## EXERCISE DESCRIPTION
Each line from the one that contains "Target: umbrella finial" to the end of the material must be quoted exactly; include both end lines and nothing else.

## PROVIDED DATA
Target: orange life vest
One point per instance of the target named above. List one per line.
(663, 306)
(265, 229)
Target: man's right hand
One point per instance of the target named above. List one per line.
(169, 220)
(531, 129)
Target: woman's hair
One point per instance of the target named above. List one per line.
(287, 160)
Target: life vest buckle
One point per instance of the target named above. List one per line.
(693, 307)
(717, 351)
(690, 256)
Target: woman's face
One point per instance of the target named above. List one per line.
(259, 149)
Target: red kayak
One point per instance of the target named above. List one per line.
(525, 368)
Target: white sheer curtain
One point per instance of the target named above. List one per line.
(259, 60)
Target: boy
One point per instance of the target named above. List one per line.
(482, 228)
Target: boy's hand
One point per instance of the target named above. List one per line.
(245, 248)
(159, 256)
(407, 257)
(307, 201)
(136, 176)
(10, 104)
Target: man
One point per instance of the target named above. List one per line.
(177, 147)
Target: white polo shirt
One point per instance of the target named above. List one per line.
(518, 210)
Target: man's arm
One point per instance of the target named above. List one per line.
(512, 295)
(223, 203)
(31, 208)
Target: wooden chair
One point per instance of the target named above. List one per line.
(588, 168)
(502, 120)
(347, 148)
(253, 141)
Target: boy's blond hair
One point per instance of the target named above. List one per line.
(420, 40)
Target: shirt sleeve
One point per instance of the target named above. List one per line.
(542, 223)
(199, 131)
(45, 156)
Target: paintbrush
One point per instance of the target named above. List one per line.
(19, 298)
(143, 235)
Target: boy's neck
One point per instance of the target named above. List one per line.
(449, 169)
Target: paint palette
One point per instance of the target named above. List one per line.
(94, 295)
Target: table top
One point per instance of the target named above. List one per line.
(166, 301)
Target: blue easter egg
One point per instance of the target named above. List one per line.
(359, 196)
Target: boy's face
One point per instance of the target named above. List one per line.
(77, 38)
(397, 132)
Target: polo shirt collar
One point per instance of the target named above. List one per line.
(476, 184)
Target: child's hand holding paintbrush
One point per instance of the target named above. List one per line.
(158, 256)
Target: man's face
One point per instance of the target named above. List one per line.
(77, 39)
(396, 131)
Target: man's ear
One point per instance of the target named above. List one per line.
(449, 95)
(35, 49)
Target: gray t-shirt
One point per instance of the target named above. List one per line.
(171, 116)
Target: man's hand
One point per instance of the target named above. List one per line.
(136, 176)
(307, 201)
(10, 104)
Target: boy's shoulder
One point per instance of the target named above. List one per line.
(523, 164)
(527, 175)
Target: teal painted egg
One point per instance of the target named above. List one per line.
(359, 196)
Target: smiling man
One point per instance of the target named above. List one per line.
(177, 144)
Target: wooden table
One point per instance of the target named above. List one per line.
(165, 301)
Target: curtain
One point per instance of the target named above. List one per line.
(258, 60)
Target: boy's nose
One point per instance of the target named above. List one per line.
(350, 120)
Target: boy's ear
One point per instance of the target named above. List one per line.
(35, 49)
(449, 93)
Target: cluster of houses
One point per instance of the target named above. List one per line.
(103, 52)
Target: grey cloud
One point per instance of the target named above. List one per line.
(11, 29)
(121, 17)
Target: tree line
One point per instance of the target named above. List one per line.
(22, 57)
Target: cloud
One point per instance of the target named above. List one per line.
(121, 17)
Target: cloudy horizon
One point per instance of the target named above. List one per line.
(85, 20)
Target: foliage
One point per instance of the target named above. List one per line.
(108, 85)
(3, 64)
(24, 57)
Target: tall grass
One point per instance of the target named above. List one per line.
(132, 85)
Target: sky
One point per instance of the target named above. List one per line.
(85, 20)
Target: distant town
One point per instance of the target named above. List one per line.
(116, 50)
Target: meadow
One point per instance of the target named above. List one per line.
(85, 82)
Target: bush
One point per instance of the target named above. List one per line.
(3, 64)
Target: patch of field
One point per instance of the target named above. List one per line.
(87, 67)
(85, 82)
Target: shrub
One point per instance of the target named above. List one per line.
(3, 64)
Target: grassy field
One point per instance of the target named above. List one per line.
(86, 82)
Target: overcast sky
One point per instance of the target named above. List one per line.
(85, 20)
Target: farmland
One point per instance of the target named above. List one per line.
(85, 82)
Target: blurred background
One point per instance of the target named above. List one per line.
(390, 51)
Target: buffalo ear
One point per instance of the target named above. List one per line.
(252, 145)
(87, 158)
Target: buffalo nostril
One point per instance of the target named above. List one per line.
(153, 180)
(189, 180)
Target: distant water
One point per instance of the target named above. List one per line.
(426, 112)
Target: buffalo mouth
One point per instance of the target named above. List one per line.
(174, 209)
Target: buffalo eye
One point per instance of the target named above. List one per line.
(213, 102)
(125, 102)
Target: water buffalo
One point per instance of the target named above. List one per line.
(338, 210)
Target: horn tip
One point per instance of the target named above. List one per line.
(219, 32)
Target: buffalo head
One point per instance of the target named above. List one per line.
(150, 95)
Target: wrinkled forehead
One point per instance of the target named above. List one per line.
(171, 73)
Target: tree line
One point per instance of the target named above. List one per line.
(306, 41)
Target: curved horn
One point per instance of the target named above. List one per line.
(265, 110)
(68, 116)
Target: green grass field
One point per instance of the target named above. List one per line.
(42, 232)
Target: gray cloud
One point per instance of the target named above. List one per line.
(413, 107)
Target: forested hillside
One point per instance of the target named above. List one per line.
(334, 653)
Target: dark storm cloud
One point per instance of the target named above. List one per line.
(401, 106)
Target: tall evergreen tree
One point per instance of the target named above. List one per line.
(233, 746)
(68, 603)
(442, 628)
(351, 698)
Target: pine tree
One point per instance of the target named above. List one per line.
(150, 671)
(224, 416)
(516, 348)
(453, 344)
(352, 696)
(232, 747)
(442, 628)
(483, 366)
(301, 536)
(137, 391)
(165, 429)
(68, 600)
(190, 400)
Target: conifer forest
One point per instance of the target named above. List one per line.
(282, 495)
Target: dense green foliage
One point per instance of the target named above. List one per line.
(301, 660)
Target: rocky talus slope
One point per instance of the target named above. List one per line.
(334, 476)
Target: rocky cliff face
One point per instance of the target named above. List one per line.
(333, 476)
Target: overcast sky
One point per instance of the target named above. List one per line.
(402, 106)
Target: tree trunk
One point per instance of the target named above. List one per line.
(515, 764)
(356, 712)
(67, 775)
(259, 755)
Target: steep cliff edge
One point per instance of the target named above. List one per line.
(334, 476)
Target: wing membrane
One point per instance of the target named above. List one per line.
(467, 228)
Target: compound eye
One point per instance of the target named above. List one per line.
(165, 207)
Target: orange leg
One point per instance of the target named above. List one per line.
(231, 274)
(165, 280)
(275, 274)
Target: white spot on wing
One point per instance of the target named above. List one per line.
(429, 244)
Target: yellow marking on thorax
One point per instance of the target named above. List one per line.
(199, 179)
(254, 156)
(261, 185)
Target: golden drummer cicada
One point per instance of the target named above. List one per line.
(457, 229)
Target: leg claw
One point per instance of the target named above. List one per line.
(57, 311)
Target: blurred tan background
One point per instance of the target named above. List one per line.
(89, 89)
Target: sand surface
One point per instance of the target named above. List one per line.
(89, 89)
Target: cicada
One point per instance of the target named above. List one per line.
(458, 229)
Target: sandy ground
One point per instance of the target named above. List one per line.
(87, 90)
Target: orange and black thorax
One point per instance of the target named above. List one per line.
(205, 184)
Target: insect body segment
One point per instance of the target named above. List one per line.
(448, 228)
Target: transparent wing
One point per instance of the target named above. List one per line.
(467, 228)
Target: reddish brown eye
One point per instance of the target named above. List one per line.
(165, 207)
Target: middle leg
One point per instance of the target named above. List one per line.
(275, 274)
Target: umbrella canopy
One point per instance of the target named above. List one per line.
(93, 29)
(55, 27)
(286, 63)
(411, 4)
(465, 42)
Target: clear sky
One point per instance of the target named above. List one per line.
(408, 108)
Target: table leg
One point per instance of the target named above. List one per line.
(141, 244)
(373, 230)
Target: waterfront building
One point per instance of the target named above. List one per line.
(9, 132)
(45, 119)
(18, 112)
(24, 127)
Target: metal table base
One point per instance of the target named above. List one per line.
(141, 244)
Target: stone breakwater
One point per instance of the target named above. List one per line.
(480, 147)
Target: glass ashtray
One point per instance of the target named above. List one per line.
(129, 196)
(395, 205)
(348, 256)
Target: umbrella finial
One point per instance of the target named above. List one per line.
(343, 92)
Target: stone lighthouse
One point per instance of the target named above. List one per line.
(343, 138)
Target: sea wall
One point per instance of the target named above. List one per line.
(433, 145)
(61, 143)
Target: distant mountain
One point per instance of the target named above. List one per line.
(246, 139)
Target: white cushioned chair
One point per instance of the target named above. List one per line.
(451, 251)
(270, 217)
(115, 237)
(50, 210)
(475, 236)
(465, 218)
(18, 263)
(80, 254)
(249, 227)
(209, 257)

## FINISHED EXERCISE
Target: umbrella finial
One point per instance of the target named above. List one per line.
(343, 92)
Target: stone lighthouse
One point per instance of the target named above. List one per line.
(343, 138)
Target: sea wall
One point per instance of the target named above. List one per line.
(433, 145)
(61, 143)
Target: distant mountain
One point per instance of the target named above. List one per line.
(246, 139)
Target: white cushioned chair
One point per instance of the target named above. List one per line.
(451, 251)
(270, 217)
(115, 237)
(50, 210)
(475, 236)
(465, 218)
(18, 263)
(80, 254)
(249, 227)
(209, 257)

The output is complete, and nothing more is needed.